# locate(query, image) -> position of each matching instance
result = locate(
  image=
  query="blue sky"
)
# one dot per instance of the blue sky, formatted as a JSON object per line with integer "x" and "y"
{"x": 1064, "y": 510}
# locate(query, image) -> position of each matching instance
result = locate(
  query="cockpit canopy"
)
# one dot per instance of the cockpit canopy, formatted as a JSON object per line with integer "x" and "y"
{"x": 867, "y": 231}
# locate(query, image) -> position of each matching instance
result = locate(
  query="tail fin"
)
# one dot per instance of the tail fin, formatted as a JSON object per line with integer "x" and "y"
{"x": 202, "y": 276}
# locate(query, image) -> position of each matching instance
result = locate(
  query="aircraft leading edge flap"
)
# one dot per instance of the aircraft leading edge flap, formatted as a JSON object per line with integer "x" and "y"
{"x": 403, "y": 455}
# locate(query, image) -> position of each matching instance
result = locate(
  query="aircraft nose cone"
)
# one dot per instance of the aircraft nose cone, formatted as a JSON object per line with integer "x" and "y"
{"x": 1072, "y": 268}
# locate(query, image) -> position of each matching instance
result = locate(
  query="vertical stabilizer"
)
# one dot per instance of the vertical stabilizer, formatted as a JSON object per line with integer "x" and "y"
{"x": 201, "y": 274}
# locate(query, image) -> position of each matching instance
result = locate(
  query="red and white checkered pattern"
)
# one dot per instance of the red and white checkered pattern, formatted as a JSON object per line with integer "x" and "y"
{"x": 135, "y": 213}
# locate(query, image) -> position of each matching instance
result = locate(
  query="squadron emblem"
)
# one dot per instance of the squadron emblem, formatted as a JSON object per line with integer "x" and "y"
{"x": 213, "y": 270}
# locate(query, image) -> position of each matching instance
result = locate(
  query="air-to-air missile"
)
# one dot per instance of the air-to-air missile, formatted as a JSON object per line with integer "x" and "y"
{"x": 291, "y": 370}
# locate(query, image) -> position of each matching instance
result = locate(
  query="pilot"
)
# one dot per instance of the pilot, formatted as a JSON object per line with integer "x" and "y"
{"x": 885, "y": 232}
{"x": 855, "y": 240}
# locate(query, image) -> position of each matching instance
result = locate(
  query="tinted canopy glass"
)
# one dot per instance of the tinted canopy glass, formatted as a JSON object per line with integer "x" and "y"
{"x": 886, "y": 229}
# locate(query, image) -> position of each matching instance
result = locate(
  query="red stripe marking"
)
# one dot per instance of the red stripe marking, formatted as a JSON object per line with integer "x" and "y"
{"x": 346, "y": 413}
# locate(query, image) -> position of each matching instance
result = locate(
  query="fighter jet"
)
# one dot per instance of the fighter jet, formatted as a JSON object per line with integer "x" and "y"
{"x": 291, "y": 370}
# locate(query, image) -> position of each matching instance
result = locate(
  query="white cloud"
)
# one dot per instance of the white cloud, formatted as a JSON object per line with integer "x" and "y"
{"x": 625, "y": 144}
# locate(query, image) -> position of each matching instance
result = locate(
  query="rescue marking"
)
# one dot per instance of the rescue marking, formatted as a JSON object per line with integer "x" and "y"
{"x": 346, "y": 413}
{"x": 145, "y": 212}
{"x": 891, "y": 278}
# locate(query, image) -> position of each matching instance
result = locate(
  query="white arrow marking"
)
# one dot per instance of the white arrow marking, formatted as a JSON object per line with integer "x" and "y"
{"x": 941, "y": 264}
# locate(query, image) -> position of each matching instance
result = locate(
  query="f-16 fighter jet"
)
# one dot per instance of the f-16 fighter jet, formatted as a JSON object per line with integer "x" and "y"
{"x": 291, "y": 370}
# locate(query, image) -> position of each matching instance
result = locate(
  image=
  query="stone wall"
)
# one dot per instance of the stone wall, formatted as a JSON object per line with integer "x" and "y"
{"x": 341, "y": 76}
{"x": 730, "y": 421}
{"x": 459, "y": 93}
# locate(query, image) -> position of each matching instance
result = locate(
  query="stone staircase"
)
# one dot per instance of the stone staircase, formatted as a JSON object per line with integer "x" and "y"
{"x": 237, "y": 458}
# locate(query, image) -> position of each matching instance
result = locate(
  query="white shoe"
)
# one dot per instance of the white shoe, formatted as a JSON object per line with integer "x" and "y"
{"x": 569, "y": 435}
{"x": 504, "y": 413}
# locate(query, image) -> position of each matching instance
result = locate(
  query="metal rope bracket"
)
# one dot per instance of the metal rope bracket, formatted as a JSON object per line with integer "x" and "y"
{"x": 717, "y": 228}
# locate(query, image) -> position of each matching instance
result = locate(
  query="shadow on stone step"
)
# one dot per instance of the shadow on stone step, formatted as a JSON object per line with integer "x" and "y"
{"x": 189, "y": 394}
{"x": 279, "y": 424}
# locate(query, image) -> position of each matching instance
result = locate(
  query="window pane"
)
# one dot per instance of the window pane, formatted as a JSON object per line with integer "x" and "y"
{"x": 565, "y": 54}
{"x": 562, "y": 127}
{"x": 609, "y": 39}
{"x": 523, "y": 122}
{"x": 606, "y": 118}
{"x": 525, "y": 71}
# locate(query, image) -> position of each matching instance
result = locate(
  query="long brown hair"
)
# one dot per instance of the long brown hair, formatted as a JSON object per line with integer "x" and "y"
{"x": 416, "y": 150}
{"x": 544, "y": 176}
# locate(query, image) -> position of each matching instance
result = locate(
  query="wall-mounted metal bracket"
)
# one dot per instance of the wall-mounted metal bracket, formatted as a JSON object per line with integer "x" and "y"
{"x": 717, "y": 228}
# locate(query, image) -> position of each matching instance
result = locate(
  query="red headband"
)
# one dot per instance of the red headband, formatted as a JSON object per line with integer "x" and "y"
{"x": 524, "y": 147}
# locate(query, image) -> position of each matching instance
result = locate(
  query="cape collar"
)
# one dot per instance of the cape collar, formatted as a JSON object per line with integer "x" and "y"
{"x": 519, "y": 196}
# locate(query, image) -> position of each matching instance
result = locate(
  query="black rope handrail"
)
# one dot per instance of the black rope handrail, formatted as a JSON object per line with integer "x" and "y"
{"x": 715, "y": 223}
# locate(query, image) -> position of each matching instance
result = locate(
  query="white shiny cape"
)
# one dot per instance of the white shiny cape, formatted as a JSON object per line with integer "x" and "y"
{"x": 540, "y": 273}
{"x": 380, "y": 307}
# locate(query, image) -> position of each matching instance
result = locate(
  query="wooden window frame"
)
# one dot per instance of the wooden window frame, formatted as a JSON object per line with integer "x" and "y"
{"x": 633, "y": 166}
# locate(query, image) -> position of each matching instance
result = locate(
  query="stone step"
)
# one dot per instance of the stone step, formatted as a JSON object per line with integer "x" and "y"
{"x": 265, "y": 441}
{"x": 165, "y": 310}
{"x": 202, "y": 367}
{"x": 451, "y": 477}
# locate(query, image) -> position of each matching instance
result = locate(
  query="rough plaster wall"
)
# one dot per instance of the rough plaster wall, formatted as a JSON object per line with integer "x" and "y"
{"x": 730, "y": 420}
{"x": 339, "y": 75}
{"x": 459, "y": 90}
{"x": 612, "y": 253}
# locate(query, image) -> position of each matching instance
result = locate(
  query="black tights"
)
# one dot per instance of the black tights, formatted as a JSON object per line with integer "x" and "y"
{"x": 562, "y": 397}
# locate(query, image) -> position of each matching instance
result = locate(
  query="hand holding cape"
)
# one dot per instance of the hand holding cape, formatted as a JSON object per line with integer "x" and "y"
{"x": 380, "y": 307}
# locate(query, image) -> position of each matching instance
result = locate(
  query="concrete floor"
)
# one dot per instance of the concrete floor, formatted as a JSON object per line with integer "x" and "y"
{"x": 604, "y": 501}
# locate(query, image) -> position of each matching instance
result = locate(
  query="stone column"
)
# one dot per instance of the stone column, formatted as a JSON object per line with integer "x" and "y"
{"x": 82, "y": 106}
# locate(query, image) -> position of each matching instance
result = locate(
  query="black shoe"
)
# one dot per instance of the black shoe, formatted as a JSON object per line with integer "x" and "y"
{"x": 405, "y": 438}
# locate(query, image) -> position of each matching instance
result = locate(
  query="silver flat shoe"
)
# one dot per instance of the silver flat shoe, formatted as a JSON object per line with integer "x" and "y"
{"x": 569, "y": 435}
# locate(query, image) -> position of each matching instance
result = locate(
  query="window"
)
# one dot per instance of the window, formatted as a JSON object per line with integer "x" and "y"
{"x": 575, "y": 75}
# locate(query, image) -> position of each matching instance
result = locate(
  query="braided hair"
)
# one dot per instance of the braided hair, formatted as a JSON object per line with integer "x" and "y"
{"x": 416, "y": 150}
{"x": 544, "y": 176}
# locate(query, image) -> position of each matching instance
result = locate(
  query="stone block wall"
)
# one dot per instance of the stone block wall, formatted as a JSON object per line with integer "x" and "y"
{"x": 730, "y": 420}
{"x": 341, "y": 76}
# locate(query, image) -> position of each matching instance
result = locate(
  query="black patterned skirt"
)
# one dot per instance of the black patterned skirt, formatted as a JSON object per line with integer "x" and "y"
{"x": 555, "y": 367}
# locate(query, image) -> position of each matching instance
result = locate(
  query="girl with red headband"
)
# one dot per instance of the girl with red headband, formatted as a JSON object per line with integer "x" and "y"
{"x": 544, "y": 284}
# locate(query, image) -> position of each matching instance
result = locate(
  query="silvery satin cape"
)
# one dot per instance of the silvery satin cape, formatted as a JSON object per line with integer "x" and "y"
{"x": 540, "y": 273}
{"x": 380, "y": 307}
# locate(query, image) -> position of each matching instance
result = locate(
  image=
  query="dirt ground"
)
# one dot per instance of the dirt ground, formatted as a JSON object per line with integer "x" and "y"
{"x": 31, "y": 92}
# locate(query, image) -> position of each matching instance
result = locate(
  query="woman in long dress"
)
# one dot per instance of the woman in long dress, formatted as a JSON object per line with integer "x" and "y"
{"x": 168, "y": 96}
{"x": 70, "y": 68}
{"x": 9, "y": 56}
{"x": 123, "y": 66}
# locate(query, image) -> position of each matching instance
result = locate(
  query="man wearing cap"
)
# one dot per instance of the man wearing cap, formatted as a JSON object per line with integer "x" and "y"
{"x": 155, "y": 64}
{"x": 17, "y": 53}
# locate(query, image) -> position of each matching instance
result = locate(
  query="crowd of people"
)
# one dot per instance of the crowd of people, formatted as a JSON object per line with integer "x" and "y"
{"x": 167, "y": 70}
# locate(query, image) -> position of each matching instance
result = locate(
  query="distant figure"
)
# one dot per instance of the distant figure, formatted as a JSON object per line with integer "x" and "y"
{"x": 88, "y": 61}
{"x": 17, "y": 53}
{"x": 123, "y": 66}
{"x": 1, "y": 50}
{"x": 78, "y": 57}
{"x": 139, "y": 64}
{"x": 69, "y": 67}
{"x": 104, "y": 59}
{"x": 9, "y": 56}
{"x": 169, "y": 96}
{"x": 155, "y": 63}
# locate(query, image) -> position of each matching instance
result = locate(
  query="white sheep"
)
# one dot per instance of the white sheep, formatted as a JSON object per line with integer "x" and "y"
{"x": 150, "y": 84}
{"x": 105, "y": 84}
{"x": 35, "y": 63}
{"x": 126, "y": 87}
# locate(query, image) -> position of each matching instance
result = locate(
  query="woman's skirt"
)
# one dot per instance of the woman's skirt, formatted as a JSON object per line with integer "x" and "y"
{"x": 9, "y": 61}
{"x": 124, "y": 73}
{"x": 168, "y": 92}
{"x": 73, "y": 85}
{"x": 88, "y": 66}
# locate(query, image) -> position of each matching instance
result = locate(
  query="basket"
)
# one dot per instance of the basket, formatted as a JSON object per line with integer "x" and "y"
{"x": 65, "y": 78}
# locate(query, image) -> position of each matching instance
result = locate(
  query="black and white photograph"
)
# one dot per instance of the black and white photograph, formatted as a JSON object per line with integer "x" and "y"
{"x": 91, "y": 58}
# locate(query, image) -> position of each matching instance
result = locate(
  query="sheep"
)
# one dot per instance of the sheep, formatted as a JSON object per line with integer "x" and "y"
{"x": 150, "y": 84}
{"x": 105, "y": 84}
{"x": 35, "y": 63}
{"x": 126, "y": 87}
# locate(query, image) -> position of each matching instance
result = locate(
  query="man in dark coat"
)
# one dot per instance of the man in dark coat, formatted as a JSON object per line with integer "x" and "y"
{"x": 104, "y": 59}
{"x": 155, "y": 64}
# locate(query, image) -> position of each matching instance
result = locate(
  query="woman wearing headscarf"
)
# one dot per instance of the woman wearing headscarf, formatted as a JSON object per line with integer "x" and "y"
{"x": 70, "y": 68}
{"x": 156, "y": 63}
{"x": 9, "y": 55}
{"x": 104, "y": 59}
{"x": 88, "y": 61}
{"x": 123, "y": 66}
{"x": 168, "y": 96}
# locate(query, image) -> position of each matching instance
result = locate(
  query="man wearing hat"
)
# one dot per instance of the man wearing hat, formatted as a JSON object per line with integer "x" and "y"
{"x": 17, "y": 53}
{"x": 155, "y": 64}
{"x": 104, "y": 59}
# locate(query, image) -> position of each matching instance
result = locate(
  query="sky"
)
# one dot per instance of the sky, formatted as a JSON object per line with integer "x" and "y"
● ● ● ● ● ● ●
How many lines above contain the string "edge"? Reply with the number alone.

SOLUTION BELOW
2